• Task objective: Find the line with "Above is an image. Identify where the red" in the entries below, then reproduce it and every line after it down to and including the line with "Above is an image. Identify where the player figure head", exactly.

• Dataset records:
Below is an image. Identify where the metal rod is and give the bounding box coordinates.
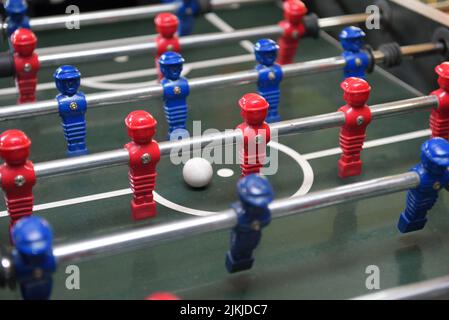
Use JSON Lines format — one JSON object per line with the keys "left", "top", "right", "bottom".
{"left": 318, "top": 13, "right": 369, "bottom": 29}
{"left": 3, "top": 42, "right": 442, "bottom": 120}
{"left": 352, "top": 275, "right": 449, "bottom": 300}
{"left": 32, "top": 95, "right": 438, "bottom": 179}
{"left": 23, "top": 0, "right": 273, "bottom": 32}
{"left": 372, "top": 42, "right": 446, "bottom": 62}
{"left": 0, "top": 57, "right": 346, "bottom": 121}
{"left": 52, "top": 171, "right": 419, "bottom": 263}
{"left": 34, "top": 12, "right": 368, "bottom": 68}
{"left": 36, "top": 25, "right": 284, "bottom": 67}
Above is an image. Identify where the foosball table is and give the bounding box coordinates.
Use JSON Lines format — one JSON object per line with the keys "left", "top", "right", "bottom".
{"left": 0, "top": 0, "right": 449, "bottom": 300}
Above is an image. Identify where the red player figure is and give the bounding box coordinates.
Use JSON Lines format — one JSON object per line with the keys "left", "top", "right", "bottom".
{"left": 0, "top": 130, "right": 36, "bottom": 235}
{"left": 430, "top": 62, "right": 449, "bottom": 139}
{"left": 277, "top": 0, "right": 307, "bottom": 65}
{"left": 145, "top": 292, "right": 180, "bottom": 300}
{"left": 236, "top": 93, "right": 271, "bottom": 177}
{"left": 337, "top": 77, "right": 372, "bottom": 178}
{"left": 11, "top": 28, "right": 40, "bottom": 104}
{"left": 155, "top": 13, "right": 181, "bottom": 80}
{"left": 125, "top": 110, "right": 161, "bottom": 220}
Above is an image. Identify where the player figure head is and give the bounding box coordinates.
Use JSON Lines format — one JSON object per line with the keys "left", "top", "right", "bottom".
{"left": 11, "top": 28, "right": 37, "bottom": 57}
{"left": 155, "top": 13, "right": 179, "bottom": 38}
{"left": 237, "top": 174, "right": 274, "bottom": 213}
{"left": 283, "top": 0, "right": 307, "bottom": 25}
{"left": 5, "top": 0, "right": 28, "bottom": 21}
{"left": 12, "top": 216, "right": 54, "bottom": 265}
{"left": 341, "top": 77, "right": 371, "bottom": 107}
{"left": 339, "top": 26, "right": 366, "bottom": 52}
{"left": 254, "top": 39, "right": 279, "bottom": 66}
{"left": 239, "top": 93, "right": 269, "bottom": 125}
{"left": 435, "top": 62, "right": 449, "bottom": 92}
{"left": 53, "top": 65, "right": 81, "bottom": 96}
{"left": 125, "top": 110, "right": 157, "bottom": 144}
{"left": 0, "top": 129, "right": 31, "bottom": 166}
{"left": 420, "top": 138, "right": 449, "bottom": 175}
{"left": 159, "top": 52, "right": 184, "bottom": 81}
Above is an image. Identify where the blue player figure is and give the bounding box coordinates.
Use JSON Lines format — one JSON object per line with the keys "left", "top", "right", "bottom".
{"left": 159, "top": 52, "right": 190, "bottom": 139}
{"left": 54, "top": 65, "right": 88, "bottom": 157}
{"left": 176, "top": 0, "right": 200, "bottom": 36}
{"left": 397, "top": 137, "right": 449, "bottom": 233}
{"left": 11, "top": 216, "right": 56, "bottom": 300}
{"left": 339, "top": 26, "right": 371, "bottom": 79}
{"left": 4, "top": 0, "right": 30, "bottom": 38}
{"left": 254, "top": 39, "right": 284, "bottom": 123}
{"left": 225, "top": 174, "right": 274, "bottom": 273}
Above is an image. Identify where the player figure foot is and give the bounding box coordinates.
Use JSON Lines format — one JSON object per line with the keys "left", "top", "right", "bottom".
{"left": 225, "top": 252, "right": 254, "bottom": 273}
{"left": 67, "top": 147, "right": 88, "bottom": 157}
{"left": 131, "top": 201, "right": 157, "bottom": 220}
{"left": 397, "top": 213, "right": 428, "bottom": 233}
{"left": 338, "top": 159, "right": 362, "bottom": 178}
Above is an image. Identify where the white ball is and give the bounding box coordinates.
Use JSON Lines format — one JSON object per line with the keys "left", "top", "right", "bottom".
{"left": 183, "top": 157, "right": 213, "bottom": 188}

• Problem solution:
Above is an image. Identify where the red player figure is and give the bounding box coordinates.
Use JSON Lines format — one JSON object per line with the keys "left", "top", "right", "bottom".
{"left": 0, "top": 130, "right": 36, "bottom": 235}
{"left": 430, "top": 62, "right": 449, "bottom": 139}
{"left": 277, "top": 0, "right": 307, "bottom": 65}
{"left": 145, "top": 292, "right": 180, "bottom": 300}
{"left": 236, "top": 93, "right": 271, "bottom": 177}
{"left": 337, "top": 77, "right": 372, "bottom": 178}
{"left": 11, "top": 28, "right": 40, "bottom": 104}
{"left": 155, "top": 13, "right": 181, "bottom": 80}
{"left": 125, "top": 110, "right": 161, "bottom": 220}
Above is an image. Identify where the player figure head is and give the bounding box coordinates.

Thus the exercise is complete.